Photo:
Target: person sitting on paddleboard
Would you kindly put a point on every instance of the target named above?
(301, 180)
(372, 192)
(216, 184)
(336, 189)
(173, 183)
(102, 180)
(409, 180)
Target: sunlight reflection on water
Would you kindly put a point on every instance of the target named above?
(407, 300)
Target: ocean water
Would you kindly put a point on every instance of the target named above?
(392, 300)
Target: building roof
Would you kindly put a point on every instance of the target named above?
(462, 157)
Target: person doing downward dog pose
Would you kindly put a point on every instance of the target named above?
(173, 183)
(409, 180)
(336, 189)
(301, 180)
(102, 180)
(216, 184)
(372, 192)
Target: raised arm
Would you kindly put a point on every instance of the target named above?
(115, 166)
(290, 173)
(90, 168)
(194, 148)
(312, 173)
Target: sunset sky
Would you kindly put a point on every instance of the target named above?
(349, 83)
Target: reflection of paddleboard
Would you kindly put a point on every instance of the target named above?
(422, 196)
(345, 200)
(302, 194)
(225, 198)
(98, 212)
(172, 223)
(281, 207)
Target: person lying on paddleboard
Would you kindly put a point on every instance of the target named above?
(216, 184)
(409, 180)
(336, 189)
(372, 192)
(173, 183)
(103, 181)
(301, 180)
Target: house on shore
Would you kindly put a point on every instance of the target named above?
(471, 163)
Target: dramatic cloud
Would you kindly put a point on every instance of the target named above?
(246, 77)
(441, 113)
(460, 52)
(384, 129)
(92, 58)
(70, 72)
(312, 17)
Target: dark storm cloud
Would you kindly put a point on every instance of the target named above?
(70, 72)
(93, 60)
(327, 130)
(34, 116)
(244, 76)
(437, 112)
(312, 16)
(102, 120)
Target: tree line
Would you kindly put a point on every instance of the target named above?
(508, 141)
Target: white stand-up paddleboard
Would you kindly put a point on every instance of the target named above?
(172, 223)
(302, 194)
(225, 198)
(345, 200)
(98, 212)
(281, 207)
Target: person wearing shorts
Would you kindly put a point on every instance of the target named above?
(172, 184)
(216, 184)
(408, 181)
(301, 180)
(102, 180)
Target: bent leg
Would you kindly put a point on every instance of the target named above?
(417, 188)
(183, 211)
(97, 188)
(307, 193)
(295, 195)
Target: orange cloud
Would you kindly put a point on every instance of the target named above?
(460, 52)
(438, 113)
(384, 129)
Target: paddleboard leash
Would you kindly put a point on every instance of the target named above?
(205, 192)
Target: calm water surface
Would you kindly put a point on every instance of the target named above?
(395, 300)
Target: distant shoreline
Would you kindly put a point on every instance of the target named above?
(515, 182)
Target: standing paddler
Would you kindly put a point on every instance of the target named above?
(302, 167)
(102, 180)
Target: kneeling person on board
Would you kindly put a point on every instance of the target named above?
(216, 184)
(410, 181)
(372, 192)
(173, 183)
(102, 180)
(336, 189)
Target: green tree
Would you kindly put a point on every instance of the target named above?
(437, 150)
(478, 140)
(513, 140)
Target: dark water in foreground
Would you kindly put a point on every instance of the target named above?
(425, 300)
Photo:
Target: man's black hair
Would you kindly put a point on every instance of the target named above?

------

WRITTEN TASK
Copy out every item above word for word, with no changes.

SOLUTION TO THE PROBLEM
Photo:
Target: person sitting on paddleboard
Would you kindly put a point on every instance of the target named above?
(301, 180)
(372, 192)
(216, 184)
(336, 189)
(173, 183)
(102, 180)
(409, 180)
Target: sunlight reflection on water
Would you kindly put a point on every instance of the target named above?
(407, 300)
Target: ocean water
Would you kindly put a point on every instance of the target named above?
(392, 300)
Target: building roof
Would you kindly put a point on every instance of the target named above?
(462, 157)
Target: person doing downward dog pose
Would you kindly put a point on every instance of the target named above?
(173, 183)
(409, 180)
(336, 189)
(301, 180)
(102, 180)
(216, 184)
(372, 192)
Target: raised arm
Would you kindly put a point on every instance of the target named above?
(115, 166)
(290, 173)
(90, 168)
(194, 148)
(312, 173)
Target: sunset sky
Would you kindly put a point on every instance of the target named above?
(349, 83)
Target: reflection of paddleboard
Would you kindly put a point on every instance of the target named above?
(422, 196)
(345, 200)
(302, 194)
(225, 198)
(98, 212)
(172, 223)
(281, 207)
Target: person lying on paddleboard
Would you kindly put a point on every instance of the target named above?
(216, 184)
(409, 180)
(336, 189)
(372, 192)
(173, 183)
(103, 181)
(301, 180)
Target: house on shore
Would you kindly put a point on every instance of the target named above?
(471, 163)
Target: dramatic cloud
Would you kindly put a point on every instance of the target named above?
(246, 77)
(441, 113)
(460, 52)
(384, 129)
(92, 58)
(70, 72)
(312, 17)
Target: dark storm cloud
Would you kindly put a point on every instance of the target named above?
(70, 72)
(93, 60)
(327, 130)
(34, 116)
(244, 76)
(437, 112)
(312, 16)
(102, 120)
Target: tree line
Would you kindly put a point on every instance of the target named above?
(508, 141)
Target: white stand-up paddleboard
Would you kindly put a point on every instance of the target named above?
(172, 223)
(302, 194)
(225, 198)
(345, 200)
(98, 212)
(281, 207)
Target: person wearing shorts
Would you kindly put a point on every instance of the target named above?
(172, 184)
(216, 184)
(408, 181)
(301, 180)
(102, 180)
Target: bent leg
Would you kindly put a point on every instance of the target named above?
(417, 188)
(183, 211)
(97, 188)
(307, 193)
(295, 195)
Target: orange cloud
Would you kindly put a point on every instance of the target named above?
(460, 52)
(438, 113)
(384, 129)
Target: paddleboard leash
Would you kindly put a point on every instance of the target named above?
(205, 192)
Target: calm water surface
Would you kindly put a point on every instance of the target named above?
(395, 300)
Target: distant shoreline
Would you kindly put a point on every instance of the target named above?
(515, 182)
Target: standing paddler
Would you kindly put a point on every instance of the target named above?
(302, 167)
(102, 180)
Target: kneeling person on board
Would you kindly put a point on every instance of the target named above?
(216, 184)
(410, 181)
(372, 192)
(173, 183)
(102, 180)
(336, 189)
Target: green tree
Would you kindly put a point on every instance of the target named above?
(437, 150)
(478, 140)
(513, 140)
Target: dark water in foreground
Would you kindly put a point on every instance of the target named above?
(425, 300)
Photo:
Target: man's black hair
Would you kindly put a point on every instance of the target named above?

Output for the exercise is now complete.